━━ Dataset records ━━

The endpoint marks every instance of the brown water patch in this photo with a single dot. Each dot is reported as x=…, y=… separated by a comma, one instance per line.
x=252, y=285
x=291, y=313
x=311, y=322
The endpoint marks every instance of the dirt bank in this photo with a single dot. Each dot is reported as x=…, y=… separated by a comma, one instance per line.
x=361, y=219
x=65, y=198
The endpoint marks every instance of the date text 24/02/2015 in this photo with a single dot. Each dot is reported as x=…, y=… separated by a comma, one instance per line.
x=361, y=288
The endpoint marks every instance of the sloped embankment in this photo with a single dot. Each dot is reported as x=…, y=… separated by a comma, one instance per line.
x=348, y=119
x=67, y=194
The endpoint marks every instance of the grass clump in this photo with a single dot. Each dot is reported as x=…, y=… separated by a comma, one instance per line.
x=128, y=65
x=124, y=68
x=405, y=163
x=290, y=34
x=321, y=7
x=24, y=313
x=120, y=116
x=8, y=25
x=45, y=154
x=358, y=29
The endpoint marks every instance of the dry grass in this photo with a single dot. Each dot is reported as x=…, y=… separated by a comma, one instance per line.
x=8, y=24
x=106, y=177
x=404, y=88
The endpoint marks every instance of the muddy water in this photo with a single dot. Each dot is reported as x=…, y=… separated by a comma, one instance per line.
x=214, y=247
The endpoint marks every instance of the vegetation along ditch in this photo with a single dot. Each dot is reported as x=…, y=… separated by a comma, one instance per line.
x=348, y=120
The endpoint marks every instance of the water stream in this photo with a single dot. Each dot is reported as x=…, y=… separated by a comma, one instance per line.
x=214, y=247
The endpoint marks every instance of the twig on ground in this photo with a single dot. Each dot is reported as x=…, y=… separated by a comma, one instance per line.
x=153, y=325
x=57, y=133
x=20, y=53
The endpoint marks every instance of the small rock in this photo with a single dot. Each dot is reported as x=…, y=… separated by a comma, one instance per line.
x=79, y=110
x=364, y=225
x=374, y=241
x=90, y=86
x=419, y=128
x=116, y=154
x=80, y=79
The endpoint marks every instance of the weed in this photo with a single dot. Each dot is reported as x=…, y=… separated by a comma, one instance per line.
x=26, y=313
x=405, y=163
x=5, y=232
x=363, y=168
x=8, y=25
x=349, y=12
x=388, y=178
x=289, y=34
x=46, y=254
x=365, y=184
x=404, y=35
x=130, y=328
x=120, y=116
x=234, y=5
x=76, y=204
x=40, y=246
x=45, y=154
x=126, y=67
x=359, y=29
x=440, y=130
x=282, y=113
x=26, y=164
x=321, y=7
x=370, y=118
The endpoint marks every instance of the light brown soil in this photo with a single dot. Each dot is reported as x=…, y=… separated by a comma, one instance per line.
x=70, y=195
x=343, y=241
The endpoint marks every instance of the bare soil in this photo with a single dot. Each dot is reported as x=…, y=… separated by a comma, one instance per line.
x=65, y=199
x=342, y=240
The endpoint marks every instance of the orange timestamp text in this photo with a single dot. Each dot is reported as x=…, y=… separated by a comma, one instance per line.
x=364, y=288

━━━

What is expected:
Every entry above must appear again in the reply, exactly as it stands.

Task answer:
The endpoint marks every instance of the brown water patch in this photo with a single dot. Each dot is reported as x=…, y=… separated by a comma, one instance per line.
x=252, y=285
x=291, y=313
x=311, y=322
The endpoint marks every instance of the dirt bank in this photo with a single dot. Each dot is reported as x=…, y=… separated by a comma, one instance per line.
x=361, y=219
x=65, y=198
The endpoint marks every instance of the date text 24/02/2015 in this photo with a single dot. Each dot is reported as x=…, y=… separated by a comma, one instance per line.
x=361, y=288
The endpoint marks every instance of the sloped embankment in this photo with a single dot. Each dot is reported as x=…, y=… separated by a comma, one instance per line.
x=348, y=119
x=67, y=194
The endpoint marks every instance of the grass clump in this photo with a single dot. Each dot is reported as x=…, y=… separated by a comma, one instance per line.
x=128, y=65
x=124, y=68
x=405, y=163
x=290, y=34
x=321, y=7
x=24, y=313
x=120, y=116
x=8, y=25
x=45, y=154
x=358, y=29
The endpoint marks every instance of the dry grass in this photo with a single dot. Each dot is reported as x=…, y=… separated by a comma, one instance per line.
x=8, y=24
x=106, y=177
x=404, y=88
The endpoint marks every instance of the muddy water in this photo with a single dot. Each dot is reported as x=…, y=… separated by a comma, one instance per line.
x=214, y=247
The endpoint marks every instance of the vegetation along ditch in this photo with a single dot. Each dot is reported as x=…, y=… separated by a comma, one instance per line.
x=348, y=120
The endpoint marks every instance of the water stream in this photo with a single dot. Each dot is reported as x=…, y=… separated by a comma, one instance per line.
x=214, y=247
The endpoint marks every instance of the twig on ground in this photo with a single dot. Each dot is reported as x=…, y=… separated by a comma, one instance per line.
x=153, y=325
x=57, y=133
x=20, y=53
The endpoint marks every instance of the small rock in this photo with a single dot. Each dot is reported as x=…, y=… separated by a comma, one instance per line.
x=79, y=110
x=364, y=225
x=374, y=241
x=90, y=86
x=419, y=128
x=116, y=154
x=80, y=79
The endpoint marks every instance of the weed in this photo with a single dot. Each dot is reported as x=…, y=… separated by a comma, one instance per line.
x=26, y=313
x=405, y=163
x=5, y=232
x=363, y=168
x=8, y=25
x=349, y=12
x=388, y=178
x=289, y=34
x=46, y=254
x=365, y=184
x=404, y=35
x=130, y=328
x=120, y=116
x=234, y=5
x=76, y=204
x=40, y=246
x=45, y=154
x=126, y=67
x=359, y=29
x=440, y=130
x=282, y=113
x=26, y=164
x=321, y=7
x=370, y=118
The endpoint marks every instance of the light brown soil in this photo with a single dot. Each dot is reported as x=…, y=… separated by a comma, one instance per line.
x=70, y=195
x=343, y=241
The endpoint marks every instance of the bare soil in this photo with a single dot. Each dot is reported as x=…, y=… separated by a comma, one instance per line.
x=65, y=199
x=342, y=240
The endpoint marks every instance of the orange timestamp text in this photo with a single dot. Each dot is reported as x=…, y=… separated by a comma, one instance per line.
x=364, y=288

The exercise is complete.